* [GIVEN EXERCISE] Locate the line that contains "Task: list a point for each instance of the large", then copy it and all later lines of the data below exactly, through the last one.
● ● ● ●
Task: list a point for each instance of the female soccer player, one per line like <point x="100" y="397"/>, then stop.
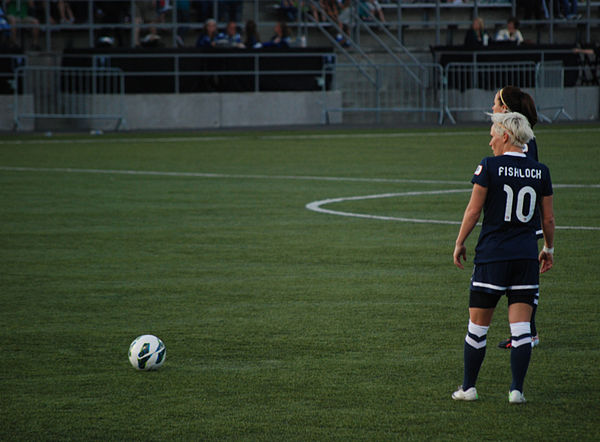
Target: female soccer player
<point x="507" y="187"/>
<point x="513" y="99"/>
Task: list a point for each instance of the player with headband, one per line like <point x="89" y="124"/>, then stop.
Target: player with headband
<point x="513" y="99"/>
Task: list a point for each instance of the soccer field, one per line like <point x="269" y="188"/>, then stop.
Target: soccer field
<point x="302" y="282"/>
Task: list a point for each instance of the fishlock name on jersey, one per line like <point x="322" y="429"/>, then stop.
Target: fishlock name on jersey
<point x="517" y="172"/>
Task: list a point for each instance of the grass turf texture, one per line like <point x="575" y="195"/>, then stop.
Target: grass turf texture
<point x="280" y="323"/>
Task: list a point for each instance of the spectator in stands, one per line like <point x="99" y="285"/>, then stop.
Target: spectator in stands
<point x="230" y="10"/>
<point x="4" y="27"/>
<point x="59" y="12"/>
<point x="367" y="9"/>
<point x="511" y="33"/>
<point x="209" y="37"/>
<point x="252" y="40"/>
<point x="289" y="10"/>
<point x="205" y="9"/>
<point x="331" y="8"/>
<point x="20" y="12"/>
<point x="568" y="8"/>
<point x="282" y="38"/>
<point x="230" y="38"/>
<point x="110" y="13"/>
<point x="145" y="13"/>
<point x="344" y="20"/>
<point x="183" y="16"/>
<point x="477" y="36"/>
<point x="534" y="9"/>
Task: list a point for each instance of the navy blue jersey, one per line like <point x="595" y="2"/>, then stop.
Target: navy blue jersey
<point x="515" y="187"/>
<point x="530" y="149"/>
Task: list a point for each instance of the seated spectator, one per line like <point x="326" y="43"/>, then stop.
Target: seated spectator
<point x="59" y="12"/>
<point x="252" y="40"/>
<point x="145" y="13"/>
<point x="209" y="37"/>
<point x="110" y="13"/>
<point x="511" y="33"/>
<point x="344" y="20"/>
<point x="281" y="39"/>
<point x="289" y="10"/>
<point x="568" y="9"/>
<point x="367" y="9"/>
<point x="19" y="12"/>
<point x="183" y="16"/>
<point x="230" y="38"/>
<point x="230" y="10"/>
<point x="4" y="27"/>
<point x="477" y="35"/>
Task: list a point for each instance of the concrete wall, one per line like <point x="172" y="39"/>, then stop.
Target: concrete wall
<point x="196" y="111"/>
<point x="269" y="109"/>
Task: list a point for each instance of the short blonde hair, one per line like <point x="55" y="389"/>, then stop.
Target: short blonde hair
<point x="515" y="125"/>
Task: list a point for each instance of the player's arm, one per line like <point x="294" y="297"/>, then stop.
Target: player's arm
<point x="470" y="218"/>
<point x="546" y="257"/>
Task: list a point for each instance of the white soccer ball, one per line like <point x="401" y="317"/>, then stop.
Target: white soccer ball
<point x="147" y="352"/>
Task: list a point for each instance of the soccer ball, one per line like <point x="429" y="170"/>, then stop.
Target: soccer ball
<point x="147" y="352"/>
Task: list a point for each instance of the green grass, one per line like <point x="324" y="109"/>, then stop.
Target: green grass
<point x="280" y="323"/>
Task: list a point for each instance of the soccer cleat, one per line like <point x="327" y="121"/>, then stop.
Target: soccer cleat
<point x="516" y="397"/>
<point x="461" y="395"/>
<point x="505" y="344"/>
<point x="535" y="341"/>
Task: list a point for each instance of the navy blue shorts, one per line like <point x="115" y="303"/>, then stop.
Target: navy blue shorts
<point x="518" y="280"/>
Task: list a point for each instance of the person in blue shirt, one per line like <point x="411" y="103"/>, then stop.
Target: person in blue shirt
<point x="281" y="39"/>
<point x="507" y="188"/>
<point x="513" y="99"/>
<point x="209" y="37"/>
<point x="230" y="38"/>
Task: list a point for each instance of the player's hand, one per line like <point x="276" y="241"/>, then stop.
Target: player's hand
<point x="546" y="261"/>
<point x="460" y="251"/>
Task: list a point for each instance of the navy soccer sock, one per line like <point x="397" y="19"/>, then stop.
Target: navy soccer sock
<point x="520" y="353"/>
<point x="475" y="344"/>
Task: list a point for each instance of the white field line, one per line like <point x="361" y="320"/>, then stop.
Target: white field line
<point x="251" y="176"/>
<point x="317" y="206"/>
<point x="322" y="136"/>
<point x="223" y="175"/>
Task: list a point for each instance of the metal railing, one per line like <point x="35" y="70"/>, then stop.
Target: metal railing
<point x="395" y="89"/>
<point x="93" y="19"/>
<point x="80" y="93"/>
<point x="209" y="72"/>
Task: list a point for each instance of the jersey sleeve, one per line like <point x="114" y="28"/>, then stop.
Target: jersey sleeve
<point x="481" y="176"/>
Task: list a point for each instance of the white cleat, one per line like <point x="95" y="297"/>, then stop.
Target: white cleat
<point x="469" y="395"/>
<point x="516" y="397"/>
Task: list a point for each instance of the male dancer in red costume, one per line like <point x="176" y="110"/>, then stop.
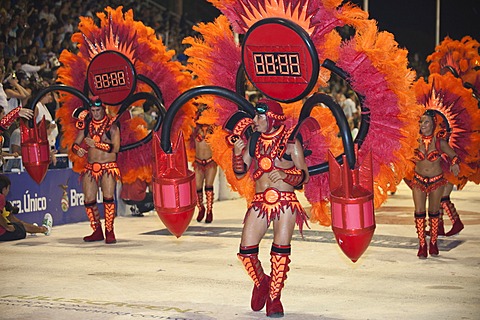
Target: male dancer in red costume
<point x="279" y="167"/>
<point x="102" y="139"/>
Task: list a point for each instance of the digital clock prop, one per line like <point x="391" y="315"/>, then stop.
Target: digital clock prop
<point x="280" y="59"/>
<point x="112" y="77"/>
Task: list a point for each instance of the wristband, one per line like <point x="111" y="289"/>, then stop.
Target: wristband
<point x="239" y="167"/>
<point x="455" y="160"/>
<point x="9" y="118"/>
<point x="104" y="146"/>
<point x="76" y="147"/>
<point x="295" y="177"/>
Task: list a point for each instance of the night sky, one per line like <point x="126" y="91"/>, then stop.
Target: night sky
<point x="411" y="21"/>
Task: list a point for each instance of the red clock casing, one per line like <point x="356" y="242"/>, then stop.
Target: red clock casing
<point x="280" y="59"/>
<point x="111" y="76"/>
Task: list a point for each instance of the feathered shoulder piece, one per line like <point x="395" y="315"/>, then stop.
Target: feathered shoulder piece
<point x="118" y="31"/>
<point x="446" y="95"/>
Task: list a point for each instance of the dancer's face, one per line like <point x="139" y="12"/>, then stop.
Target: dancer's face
<point x="97" y="112"/>
<point x="426" y="125"/>
<point x="260" y="123"/>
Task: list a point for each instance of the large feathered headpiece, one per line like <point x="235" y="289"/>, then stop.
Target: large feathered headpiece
<point x="377" y="68"/>
<point x="460" y="59"/>
<point x="118" y="31"/>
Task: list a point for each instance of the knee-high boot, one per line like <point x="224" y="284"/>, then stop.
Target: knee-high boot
<point x="109" y="207"/>
<point x="94" y="218"/>
<point x="420" y="225"/>
<point x="209" y="194"/>
<point x="279" y="258"/>
<point x="200" y="206"/>
<point x="249" y="258"/>
<point x="450" y="209"/>
<point x="433" y="218"/>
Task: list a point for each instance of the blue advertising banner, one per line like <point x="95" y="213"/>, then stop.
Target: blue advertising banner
<point x="59" y="194"/>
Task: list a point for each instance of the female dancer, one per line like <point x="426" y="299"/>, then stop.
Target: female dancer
<point x="429" y="182"/>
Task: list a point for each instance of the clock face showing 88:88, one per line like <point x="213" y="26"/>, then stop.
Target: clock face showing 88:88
<point x="111" y="76"/>
<point x="280" y="59"/>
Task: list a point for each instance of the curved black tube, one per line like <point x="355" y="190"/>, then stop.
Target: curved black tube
<point x="240" y="81"/>
<point x="154" y="86"/>
<point x="365" y="122"/>
<point x="59" y="87"/>
<point x="342" y="123"/>
<point x="180" y="101"/>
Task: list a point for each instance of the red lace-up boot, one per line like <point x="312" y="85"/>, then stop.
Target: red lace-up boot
<point x="433" y="218"/>
<point x="109" y="207"/>
<point x="420" y="225"/>
<point x="450" y="209"/>
<point x="200" y="206"/>
<point x="249" y="258"/>
<point x="94" y="218"/>
<point x="209" y="195"/>
<point x="279" y="258"/>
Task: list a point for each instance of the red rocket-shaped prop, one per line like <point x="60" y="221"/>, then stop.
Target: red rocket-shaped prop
<point x="353" y="218"/>
<point x="35" y="149"/>
<point x="174" y="191"/>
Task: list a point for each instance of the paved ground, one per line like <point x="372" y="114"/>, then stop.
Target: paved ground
<point x="149" y="274"/>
● ● ● ●
* [EXERCISE SOLUTION]
Task: list a point for each instance of the large feathered headpiece, one per line like <point x="235" y="289"/>, then stop.
Target: large feathered headpiece
<point x="377" y="68"/>
<point x="460" y="59"/>
<point x="118" y="31"/>
Task: list a point for each instance of the knee-high boot, one per line like <point x="224" y="284"/>, then stop.
Target: knee-high boot
<point x="109" y="207"/>
<point x="94" y="218"/>
<point x="420" y="225"/>
<point x="209" y="194"/>
<point x="279" y="258"/>
<point x="200" y="206"/>
<point x="249" y="258"/>
<point x="450" y="209"/>
<point x="433" y="218"/>
Task: list a point for each instance of the blue advertising banner, one per line like <point x="95" y="213"/>, then stop.
Target: blue advertising banner
<point x="59" y="194"/>
Task: list a point for each instance of the female dancer, one per line like <point x="426" y="299"/>, then stop.
Target: female dancer
<point x="429" y="182"/>
Task: list a point for each instance of the clock face showing 88:88, one per line like <point x="213" y="26"/>, then stop.
Target: clock face showing 88:88
<point x="111" y="76"/>
<point x="280" y="59"/>
Task: list a point for each instance of the curved black tube, one per line like <point x="355" y="190"/>, then stop.
Target: curved black tube
<point x="240" y="81"/>
<point x="154" y="86"/>
<point x="365" y="122"/>
<point x="59" y="87"/>
<point x="342" y="123"/>
<point x="180" y="101"/>
Task: list a point for each instance of the red lace-up boot, one per line like <point x="312" y="85"/>, then stop.
Target: red lace-up boot
<point x="433" y="218"/>
<point x="109" y="207"/>
<point x="420" y="225"/>
<point x="450" y="209"/>
<point x="200" y="206"/>
<point x="249" y="258"/>
<point x="94" y="218"/>
<point x="209" y="195"/>
<point x="279" y="258"/>
Task: list a point for each instance of the red rocket-shaped prop, one per line like <point x="60" y="221"/>, then stop.
Target: red rocket-shaped prop
<point x="353" y="218"/>
<point x="35" y="149"/>
<point x="174" y="191"/>
Task: list a point for each instance of the paved ground, one per line like <point x="372" y="114"/>, then stop.
Target: paved ground
<point x="149" y="274"/>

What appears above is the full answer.